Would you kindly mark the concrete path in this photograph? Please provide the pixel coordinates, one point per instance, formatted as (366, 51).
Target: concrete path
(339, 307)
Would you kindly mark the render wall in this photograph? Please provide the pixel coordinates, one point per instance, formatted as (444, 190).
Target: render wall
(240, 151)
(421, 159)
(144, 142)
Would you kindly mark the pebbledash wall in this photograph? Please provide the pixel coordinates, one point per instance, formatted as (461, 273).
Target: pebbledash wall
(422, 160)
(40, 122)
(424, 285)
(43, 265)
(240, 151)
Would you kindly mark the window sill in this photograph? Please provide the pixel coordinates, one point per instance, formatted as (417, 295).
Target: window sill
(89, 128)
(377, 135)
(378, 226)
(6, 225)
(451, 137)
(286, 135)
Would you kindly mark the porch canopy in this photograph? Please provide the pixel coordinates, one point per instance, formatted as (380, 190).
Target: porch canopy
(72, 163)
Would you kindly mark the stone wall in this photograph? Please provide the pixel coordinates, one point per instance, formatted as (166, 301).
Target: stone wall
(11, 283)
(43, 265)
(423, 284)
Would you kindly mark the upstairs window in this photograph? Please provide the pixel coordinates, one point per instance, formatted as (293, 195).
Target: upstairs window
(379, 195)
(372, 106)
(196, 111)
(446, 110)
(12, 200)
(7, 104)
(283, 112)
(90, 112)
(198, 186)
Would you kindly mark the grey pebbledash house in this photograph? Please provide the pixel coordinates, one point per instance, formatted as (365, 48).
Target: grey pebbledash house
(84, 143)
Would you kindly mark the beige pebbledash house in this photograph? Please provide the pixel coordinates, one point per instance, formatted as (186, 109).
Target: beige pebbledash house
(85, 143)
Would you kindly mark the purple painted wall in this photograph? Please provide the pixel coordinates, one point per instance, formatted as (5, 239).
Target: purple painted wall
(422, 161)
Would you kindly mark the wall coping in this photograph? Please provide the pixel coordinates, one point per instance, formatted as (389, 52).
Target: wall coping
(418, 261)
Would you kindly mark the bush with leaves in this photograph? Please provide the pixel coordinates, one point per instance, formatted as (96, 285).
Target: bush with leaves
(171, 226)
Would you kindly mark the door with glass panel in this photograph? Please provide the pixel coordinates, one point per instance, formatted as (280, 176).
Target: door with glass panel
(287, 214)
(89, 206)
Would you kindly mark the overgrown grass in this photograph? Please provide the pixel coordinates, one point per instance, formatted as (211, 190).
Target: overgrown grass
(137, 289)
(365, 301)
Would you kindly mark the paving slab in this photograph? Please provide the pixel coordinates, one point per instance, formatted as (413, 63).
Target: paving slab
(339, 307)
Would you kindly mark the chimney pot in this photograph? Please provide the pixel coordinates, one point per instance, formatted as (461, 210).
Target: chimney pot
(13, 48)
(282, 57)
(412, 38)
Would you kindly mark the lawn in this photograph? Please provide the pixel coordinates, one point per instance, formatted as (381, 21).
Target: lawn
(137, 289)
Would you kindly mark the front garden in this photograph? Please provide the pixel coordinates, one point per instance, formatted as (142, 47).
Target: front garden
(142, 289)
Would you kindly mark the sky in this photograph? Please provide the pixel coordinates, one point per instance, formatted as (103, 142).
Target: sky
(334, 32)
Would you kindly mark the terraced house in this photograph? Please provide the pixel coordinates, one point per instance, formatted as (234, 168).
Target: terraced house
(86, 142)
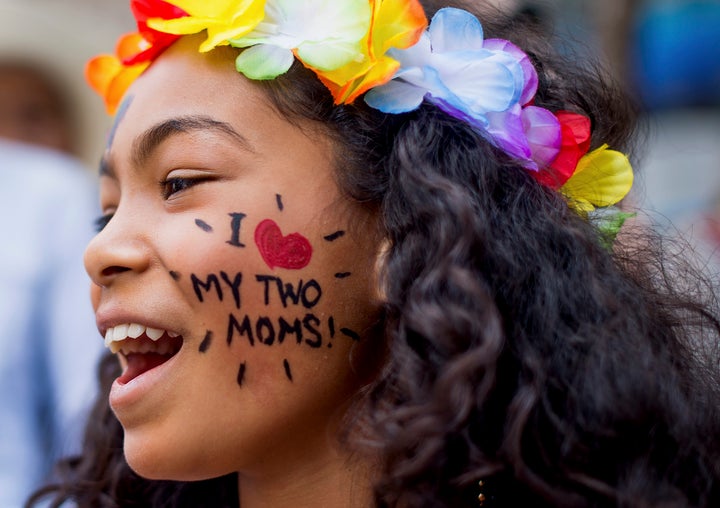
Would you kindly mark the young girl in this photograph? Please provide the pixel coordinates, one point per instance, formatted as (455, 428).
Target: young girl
(362, 254)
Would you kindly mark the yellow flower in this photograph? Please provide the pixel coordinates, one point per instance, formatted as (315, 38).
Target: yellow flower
(222, 19)
(395, 24)
(602, 178)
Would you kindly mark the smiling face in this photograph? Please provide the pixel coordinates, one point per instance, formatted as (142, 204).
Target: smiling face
(239, 267)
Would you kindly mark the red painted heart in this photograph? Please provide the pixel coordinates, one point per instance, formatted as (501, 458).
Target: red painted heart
(292, 251)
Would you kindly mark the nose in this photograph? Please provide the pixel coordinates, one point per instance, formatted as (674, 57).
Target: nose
(118, 250)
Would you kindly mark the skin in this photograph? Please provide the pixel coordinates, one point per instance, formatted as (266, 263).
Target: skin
(197, 421)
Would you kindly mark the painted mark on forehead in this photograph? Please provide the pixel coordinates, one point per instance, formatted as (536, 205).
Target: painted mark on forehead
(118, 120)
(241, 374)
(334, 236)
(203, 225)
(205, 344)
(288, 372)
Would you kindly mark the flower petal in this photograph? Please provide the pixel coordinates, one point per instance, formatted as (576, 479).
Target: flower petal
(574, 144)
(542, 129)
(530, 82)
(395, 97)
(508, 133)
(602, 178)
(223, 20)
(485, 81)
(264, 61)
(454, 29)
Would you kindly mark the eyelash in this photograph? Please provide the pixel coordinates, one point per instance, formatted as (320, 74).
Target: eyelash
(169, 186)
(172, 186)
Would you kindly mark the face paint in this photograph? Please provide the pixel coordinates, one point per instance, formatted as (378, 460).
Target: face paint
(203, 225)
(122, 110)
(292, 251)
(258, 333)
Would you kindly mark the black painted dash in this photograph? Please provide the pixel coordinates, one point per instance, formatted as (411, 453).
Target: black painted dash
(241, 374)
(334, 236)
(203, 225)
(348, 332)
(288, 372)
(205, 344)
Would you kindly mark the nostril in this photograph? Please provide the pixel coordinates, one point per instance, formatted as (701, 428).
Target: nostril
(114, 270)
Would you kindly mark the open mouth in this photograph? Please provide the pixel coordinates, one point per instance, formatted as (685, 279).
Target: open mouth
(141, 348)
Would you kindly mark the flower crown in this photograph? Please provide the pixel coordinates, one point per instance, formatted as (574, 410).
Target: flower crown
(386, 50)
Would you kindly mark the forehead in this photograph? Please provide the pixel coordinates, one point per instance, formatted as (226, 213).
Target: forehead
(185, 83)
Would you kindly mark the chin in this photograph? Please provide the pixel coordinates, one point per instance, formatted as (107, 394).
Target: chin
(166, 461)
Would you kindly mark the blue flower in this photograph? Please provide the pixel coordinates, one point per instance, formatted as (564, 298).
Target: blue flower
(487, 83)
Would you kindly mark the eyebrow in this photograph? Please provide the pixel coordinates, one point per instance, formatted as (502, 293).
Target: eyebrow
(145, 145)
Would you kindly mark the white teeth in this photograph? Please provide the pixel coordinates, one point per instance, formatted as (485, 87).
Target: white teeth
(120, 332)
(135, 330)
(154, 333)
(114, 336)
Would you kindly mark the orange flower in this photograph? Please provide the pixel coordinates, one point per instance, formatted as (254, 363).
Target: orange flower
(109, 77)
(395, 24)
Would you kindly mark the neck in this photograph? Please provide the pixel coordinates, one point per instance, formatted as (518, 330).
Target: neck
(334, 478)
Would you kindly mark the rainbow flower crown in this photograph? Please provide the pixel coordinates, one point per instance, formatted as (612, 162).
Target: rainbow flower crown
(386, 50)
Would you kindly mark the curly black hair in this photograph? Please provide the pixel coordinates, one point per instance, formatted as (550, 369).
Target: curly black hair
(525, 361)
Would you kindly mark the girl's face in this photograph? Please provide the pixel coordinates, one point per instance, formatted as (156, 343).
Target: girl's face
(229, 240)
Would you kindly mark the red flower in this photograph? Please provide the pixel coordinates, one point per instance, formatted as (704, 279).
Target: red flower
(575, 143)
(157, 41)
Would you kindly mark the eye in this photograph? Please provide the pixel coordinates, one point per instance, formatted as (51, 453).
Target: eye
(174, 185)
(102, 221)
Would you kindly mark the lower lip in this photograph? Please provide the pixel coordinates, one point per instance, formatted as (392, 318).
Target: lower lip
(125, 395)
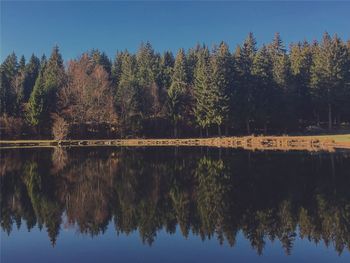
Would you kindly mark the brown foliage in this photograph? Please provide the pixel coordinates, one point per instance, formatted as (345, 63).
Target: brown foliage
(88, 97)
(10, 127)
(60, 128)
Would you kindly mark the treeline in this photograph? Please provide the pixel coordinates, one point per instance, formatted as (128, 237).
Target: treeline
(199, 92)
(280, 197)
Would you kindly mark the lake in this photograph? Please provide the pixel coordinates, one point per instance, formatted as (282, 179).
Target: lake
(174, 204)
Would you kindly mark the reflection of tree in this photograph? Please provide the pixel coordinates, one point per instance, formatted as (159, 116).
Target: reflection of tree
(42, 194)
(266, 196)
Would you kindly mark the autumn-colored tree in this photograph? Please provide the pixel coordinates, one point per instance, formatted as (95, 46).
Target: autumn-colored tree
(87, 98)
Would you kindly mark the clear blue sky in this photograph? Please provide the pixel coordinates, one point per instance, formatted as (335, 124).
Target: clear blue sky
(28, 27)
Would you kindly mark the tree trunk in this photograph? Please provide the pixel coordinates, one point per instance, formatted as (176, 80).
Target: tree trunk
(248, 126)
(175, 130)
(329, 116)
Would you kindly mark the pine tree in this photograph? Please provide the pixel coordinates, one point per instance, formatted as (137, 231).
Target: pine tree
(264, 88)
(328, 73)
(32, 72)
(36, 103)
(164, 79)
(42, 102)
(147, 71)
(100, 58)
(301, 61)
(19, 83)
(243, 102)
(178, 91)
(116, 70)
(129, 97)
(203, 91)
(222, 66)
(281, 76)
(8, 72)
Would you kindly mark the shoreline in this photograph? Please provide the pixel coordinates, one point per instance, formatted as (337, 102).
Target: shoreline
(285, 143)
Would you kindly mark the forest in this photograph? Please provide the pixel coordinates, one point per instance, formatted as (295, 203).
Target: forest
(265, 89)
(208, 193)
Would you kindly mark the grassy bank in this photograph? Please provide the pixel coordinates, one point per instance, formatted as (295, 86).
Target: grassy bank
(310, 143)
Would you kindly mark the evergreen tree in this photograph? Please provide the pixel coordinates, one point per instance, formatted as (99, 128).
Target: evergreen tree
(164, 78)
(178, 91)
(100, 58)
(281, 77)
(8, 72)
(32, 72)
(203, 91)
(264, 88)
(301, 61)
(43, 99)
(36, 103)
(242, 102)
(129, 97)
(222, 84)
(19, 84)
(147, 71)
(116, 70)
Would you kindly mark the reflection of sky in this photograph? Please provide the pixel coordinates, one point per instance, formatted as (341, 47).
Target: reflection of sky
(34, 246)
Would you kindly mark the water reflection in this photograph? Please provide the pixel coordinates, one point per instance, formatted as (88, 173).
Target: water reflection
(211, 193)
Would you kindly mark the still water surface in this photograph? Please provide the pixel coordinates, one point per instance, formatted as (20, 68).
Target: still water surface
(174, 205)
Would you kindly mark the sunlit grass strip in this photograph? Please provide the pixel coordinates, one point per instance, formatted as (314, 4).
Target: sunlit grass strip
(309, 143)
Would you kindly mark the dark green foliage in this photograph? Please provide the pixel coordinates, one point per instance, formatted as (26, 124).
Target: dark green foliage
(254, 90)
(102, 59)
(243, 97)
(204, 96)
(42, 102)
(222, 65)
(265, 90)
(8, 71)
(129, 97)
(329, 73)
(32, 72)
(178, 94)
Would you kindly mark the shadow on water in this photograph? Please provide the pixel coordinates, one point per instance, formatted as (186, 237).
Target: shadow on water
(212, 193)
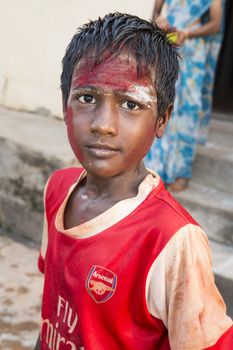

:::

## Aim of the task:
Look through the data above and return exactly the lines from the one that contains "Would you kindly mark the red painted" to the one that contains "Would you kindly mark the skin", inclusive, with nothing else.

## Problem solution:
Would you kindly mark the red painted heart in this photograph? Please provide the pixel coordinates, one point per instance, formatted as (501, 458).
Target: red painted heart
(292, 251)
Would you kindly mark the nose in this photograph? Please provide the pixel coordinates, one point per instance, formatted as (674, 57).
Target: nose
(118, 250)
Would you kindly mark the skin in this photograph? Please provide the pixel coordinates, one point per instance, formatted as (266, 263).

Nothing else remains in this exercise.